**The input**
§ §
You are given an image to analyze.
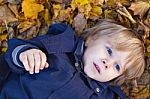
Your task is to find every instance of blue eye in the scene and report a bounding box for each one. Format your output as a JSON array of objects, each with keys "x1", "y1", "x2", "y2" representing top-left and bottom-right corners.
[
  {"x1": 115, "y1": 64, "x2": 120, "y2": 71},
  {"x1": 106, "y1": 47, "x2": 112, "y2": 55}
]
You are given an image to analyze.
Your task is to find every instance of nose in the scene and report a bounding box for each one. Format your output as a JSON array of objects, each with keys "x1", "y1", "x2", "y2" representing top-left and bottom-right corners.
[{"x1": 101, "y1": 59, "x2": 112, "y2": 69}]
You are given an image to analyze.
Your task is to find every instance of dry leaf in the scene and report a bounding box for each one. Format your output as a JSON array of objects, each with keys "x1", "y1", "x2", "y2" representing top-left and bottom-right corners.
[
  {"x1": 129, "y1": 1, "x2": 150, "y2": 19},
  {"x1": 116, "y1": 2, "x2": 136, "y2": 23},
  {"x1": 91, "y1": 0, "x2": 104, "y2": 5},
  {"x1": 58, "y1": 8, "x2": 72, "y2": 22},
  {"x1": 0, "y1": 4, "x2": 18, "y2": 24},
  {"x1": 8, "y1": 3, "x2": 19, "y2": 18},
  {"x1": 22, "y1": 0, "x2": 44, "y2": 19},
  {"x1": 7, "y1": 0, "x2": 22, "y2": 4},
  {"x1": 53, "y1": 4, "x2": 62, "y2": 19},
  {"x1": 73, "y1": 0, "x2": 90, "y2": 6},
  {"x1": 73, "y1": 13, "x2": 87, "y2": 34},
  {"x1": 43, "y1": 9, "x2": 51, "y2": 26},
  {"x1": 89, "y1": 5, "x2": 102, "y2": 20},
  {"x1": 0, "y1": 0, "x2": 7, "y2": 5},
  {"x1": 26, "y1": 26, "x2": 38, "y2": 39},
  {"x1": 17, "y1": 20, "x2": 36, "y2": 33},
  {"x1": 0, "y1": 34, "x2": 7, "y2": 41}
]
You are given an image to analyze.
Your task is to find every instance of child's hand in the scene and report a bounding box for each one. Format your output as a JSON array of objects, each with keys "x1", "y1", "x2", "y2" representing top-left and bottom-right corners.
[{"x1": 19, "y1": 49, "x2": 49, "y2": 74}]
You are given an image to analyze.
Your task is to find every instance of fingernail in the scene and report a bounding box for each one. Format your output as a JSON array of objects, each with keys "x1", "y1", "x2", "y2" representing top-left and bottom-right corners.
[
  {"x1": 35, "y1": 71, "x2": 39, "y2": 73},
  {"x1": 29, "y1": 71, "x2": 34, "y2": 74}
]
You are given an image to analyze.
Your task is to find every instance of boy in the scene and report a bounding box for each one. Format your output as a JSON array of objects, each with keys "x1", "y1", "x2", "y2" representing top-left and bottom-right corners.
[{"x1": 0, "y1": 20, "x2": 145, "y2": 99}]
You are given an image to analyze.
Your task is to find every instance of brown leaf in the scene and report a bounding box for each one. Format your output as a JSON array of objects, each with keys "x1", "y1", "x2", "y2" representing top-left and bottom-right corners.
[
  {"x1": 0, "y1": 0, "x2": 7, "y2": 4},
  {"x1": 17, "y1": 20, "x2": 36, "y2": 33},
  {"x1": 7, "y1": 0, "x2": 22, "y2": 4},
  {"x1": 129, "y1": 1, "x2": 150, "y2": 19},
  {"x1": 8, "y1": 3, "x2": 19, "y2": 18},
  {"x1": 116, "y1": 2, "x2": 136, "y2": 23},
  {"x1": 73, "y1": 13, "x2": 87, "y2": 35},
  {"x1": 0, "y1": 4, "x2": 18, "y2": 24}
]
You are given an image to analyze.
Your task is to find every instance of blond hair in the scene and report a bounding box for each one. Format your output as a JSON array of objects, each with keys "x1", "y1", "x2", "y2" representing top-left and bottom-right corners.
[{"x1": 82, "y1": 20, "x2": 145, "y2": 85}]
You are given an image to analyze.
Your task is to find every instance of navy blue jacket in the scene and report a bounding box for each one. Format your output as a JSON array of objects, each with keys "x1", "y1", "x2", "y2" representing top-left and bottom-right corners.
[{"x1": 0, "y1": 23, "x2": 126, "y2": 99}]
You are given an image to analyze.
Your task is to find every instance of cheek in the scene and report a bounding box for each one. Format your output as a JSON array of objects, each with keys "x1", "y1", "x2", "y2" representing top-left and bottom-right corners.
[{"x1": 100, "y1": 69, "x2": 119, "y2": 82}]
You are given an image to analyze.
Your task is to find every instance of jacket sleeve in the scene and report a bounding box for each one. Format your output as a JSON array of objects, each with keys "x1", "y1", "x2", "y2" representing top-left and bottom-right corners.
[
  {"x1": 4, "y1": 23, "x2": 75, "y2": 74},
  {"x1": 0, "y1": 54, "x2": 10, "y2": 91}
]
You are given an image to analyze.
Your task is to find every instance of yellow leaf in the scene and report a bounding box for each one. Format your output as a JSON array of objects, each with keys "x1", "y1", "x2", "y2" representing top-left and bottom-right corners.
[
  {"x1": 147, "y1": 45, "x2": 150, "y2": 52},
  {"x1": 0, "y1": 34, "x2": 7, "y2": 41},
  {"x1": 53, "y1": 4, "x2": 62, "y2": 19},
  {"x1": 129, "y1": 1, "x2": 150, "y2": 18},
  {"x1": 91, "y1": 0, "x2": 104, "y2": 5},
  {"x1": 0, "y1": 26, "x2": 3, "y2": 34},
  {"x1": 43, "y1": 9, "x2": 51, "y2": 26},
  {"x1": 17, "y1": 20, "x2": 36, "y2": 33},
  {"x1": 74, "y1": 0, "x2": 91, "y2": 6},
  {"x1": 2, "y1": 47, "x2": 7, "y2": 52},
  {"x1": 71, "y1": 0, "x2": 91, "y2": 10},
  {"x1": 90, "y1": 6, "x2": 102, "y2": 16},
  {"x1": 105, "y1": 0, "x2": 116, "y2": 7},
  {"x1": 104, "y1": 9, "x2": 112, "y2": 18},
  {"x1": 22, "y1": 0, "x2": 44, "y2": 19},
  {"x1": 58, "y1": 8, "x2": 72, "y2": 22},
  {"x1": 81, "y1": 4, "x2": 92, "y2": 19}
]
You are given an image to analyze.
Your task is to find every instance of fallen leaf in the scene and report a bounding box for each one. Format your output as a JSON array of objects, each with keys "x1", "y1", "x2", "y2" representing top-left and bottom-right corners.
§ §
**Task instructions**
Repeat the material line for line. Pictures stay out of the copy.

**Reply to the task**
You are given an image to analyze.
Your task is to find every instance of blue eye in the scene and report a bounding box for each one. Format your output as a JSON array of objects, each with keys "x1", "y1", "x2", "y2" representing top-left and bottom-right corners.
[
  {"x1": 115, "y1": 64, "x2": 120, "y2": 71},
  {"x1": 106, "y1": 47, "x2": 112, "y2": 55}
]
You are given an image to analyze.
Your task is to find every instance of nose in the scene and report a bounding box for each one. Format your output as a JSON array of objects, each with keys "x1", "y1", "x2", "y2" representing top-left and bottom-right corners.
[{"x1": 101, "y1": 59, "x2": 112, "y2": 69}]
You are given an image to analyze.
Your task is to find every instance of dry leaf in the scene and report a bounding box for each one. Format your output as a JSON array of objects, each with keys "x1", "y1", "x2", "y2" representing top-left and bottom-right corners.
[
  {"x1": 129, "y1": 1, "x2": 150, "y2": 19},
  {"x1": 116, "y1": 2, "x2": 136, "y2": 23},
  {"x1": 91, "y1": 0, "x2": 104, "y2": 5},
  {"x1": 58, "y1": 8, "x2": 72, "y2": 22},
  {"x1": 0, "y1": 4, "x2": 18, "y2": 24},
  {"x1": 8, "y1": 3, "x2": 19, "y2": 18},
  {"x1": 22, "y1": 0, "x2": 44, "y2": 19},
  {"x1": 7, "y1": 0, "x2": 22, "y2": 4},
  {"x1": 53, "y1": 4, "x2": 62, "y2": 19},
  {"x1": 73, "y1": 0, "x2": 90, "y2": 6},
  {"x1": 73, "y1": 13, "x2": 87, "y2": 34},
  {"x1": 43, "y1": 9, "x2": 51, "y2": 26},
  {"x1": 89, "y1": 5, "x2": 102, "y2": 20},
  {"x1": 0, "y1": 0, "x2": 7, "y2": 5},
  {"x1": 26, "y1": 26, "x2": 38, "y2": 39},
  {"x1": 17, "y1": 20, "x2": 36, "y2": 33},
  {"x1": 0, "y1": 34, "x2": 7, "y2": 41}
]
You are given an image to analyze.
Your task is to find every instance of child's hand in the scene and report a bounding box for each one. Format your output as a JSON array of objects, each with keys "x1", "y1", "x2", "y2" representing top-left and bottom-right corners.
[{"x1": 19, "y1": 49, "x2": 49, "y2": 74}]
You are given an image to analyze.
Your task is to find every instance of fingernail in the scene and report a bounding box for each one. Format your output as a JSON array of objects, each with keys "x1", "y1", "x2", "y2" representing top-left and bottom-right corners.
[
  {"x1": 35, "y1": 71, "x2": 39, "y2": 73},
  {"x1": 29, "y1": 71, "x2": 34, "y2": 74}
]
You are given an image to analyze.
Your task is to find every instance of boy in the scene and report a bounding box for each one. Format your output as a JSON array of objects, each with keys "x1", "y1", "x2", "y2" representing top-left and bottom-right corners.
[{"x1": 0, "y1": 20, "x2": 145, "y2": 99}]
You are given an image to analyze.
Your task is to find every instance of brown leaf in the scene and report a bounding box for each one. Format your output as a JSON array of objects, each with keys "x1", "y1", "x2", "y2" representing top-left and bottom-right corners.
[
  {"x1": 0, "y1": 0, "x2": 7, "y2": 4},
  {"x1": 17, "y1": 20, "x2": 36, "y2": 33},
  {"x1": 7, "y1": 0, "x2": 22, "y2": 4},
  {"x1": 129, "y1": 1, "x2": 150, "y2": 19},
  {"x1": 8, "y1": 3, "x2": 19, "y2": 18},
  {"x1": 116, "y1": 2, "x2": 136, "y2": 23},
  {"x1": 73, "y1": 13, "x2": 87, "y2": 35},
  {"x1": 0, "y1": 4, "x2": 18, "y2": 24}
]
You are given an image to analyze.
Your task is to find every instance of blond hair in the scene and report a bounding box for each one. Format your output as a JSON array of objects, each with keys "x1", "y1", "x2", "y2" representing top-left and bottom-right corners.
[{"x1": 82, "y1": 20, "x2": 145, "y2": 85}]
You are given an image to analyze.
Your task is to find every instance of navy blue jacket in the scene and report a bounding box for each one. Format your output as a JSON array of objects, each with keys "x1", "y1", "x2", "y2" representing top-left and bottom-right corners.
[{"x1": 0, "y1": 23, "x2": 126, "y2": 99}]
You are given an image to analyze.
Your task is to find every instance of cheek in the scene and report a bounding box for each one. Format your output as a JSON array of objects, each with keys "x1", "y1", "x2", "y2" representing top-left and bottom-right corners.
[{"x1": 100, "y1": 69, "x2": 119, "y2": 82}]
You are given an image to analyze.
Your task is to find every instance of jacket sleeve in the scene and report a bounding box for each one. Format your output as a JSON array of objects, each with keys "x1", "y1", "x2", "y2" representing top-left and bottom-right corners.
[
  {"x1": 4, "y1": 23, "x2": 75, "y2": 74},
  {"x1": 0, "y1": 54, "x2": 10, "y2": 91}
]
You are given an image to analyze.
Your task is to find every instance of yellow leaf in the scene and report a bounding box for each one. Format your output as a JSON array of objects, each with keys "x1", "y1", "x2", "y2" representing top-left and bottom-right corners.
[
  {"x1": 147, "y1": 45, "x2": 150, "y2": 52},
  {"x1": 0, "y1": 34, "x2": 7, "y2": 41},
  {"x1": 53, "y1": 4, "x2": 62, "y2": 19},
  {"x1": 129, "y1": 1, "x2": 150, "y2": 18},
  {"x1": 91, "y1": 0, "x2": 104, "y2": 5},
  {"x1": 0, "y1": 26, "x2": 3, "y2": 34},
  {"x1": 43, "y1": 9, "x2": 51, "y2": 26},
  {"x1": 17, "y1": 20, "x2": 36, "y2": 33},
  {"x1": 74, "y1": 0, "x2": 91, "y2": 6},
  {"x1": 2, "y1": 47, "x2": 7, "y2": 52},
  {"x1": 71, "y1": 0, "x2": 91, "y2": 10},
  {"x1": 90, "y1": 6, "x2": 102, "y2": 16},
  {"x1": 105, "y1": 0, "x2": 116, "y2": 7},
  {"x1": 104, "y1": 9, "x2": 112, "y2": 18},
  {"x1": 22, "y1": 0, "x2": 44, "y2": 19},
  {"x1": 58, "y1": 8, "x2": 72, "y2": 22},
  {"x1": 81, "y1": 4, "x2": 92, "y2": 19}
]
You are given an image to analyze.
Your task is to find every instance of fallen leaf in the scene and report a bounding box for each one. Format your output as a JSON array of objects, each with keys "x1", "y1", "x2", "y2" representing top-left and bottom-right corners.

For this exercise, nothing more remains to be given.